# Exercise directions:
Pull out every line of the material below that contains the string "surface", and list them in the order they appear.

[Excerpts from a location annotation dataset]
________________________________________

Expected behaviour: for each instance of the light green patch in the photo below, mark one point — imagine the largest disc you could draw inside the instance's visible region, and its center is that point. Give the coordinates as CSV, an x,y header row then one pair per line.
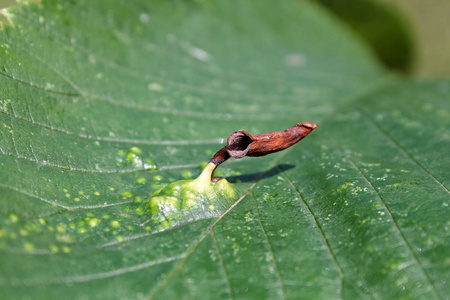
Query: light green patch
x,y
28,246
61,228
94,222
53,248
14,218
140,211
187,174
343,187
126,195
203,165
158,178
150,165
190,197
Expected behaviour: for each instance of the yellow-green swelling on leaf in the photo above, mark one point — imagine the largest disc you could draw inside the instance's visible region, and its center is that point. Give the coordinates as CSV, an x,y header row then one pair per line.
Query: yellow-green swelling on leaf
x,y
101,109
184,199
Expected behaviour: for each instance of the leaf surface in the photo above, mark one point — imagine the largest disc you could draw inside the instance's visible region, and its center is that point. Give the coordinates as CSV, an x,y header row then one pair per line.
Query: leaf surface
x,y
103,104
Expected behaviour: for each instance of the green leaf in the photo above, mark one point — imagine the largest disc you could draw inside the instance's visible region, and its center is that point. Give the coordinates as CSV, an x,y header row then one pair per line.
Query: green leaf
x,y
102,105
382,25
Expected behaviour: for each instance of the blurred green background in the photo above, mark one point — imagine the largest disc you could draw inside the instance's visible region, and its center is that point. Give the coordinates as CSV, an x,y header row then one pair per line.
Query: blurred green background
x,y
409,36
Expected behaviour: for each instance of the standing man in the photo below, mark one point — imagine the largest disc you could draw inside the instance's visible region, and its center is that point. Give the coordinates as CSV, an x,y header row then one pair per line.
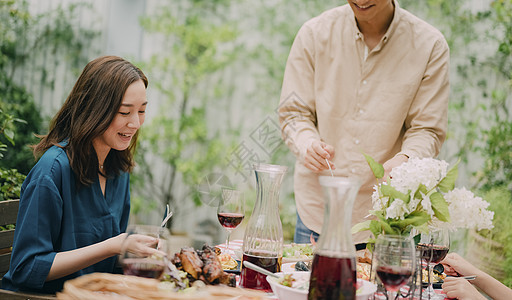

________________________________________

# Answer to this task:
Expected behaviour: for each instance of the leaf surface in the photo above, mark one point — imagine the largest disc you could draw inside the instance's visible region, and its center is that point. Give the coordinates as CSV, an x,y header row then one pair per line.
Query: leaf surface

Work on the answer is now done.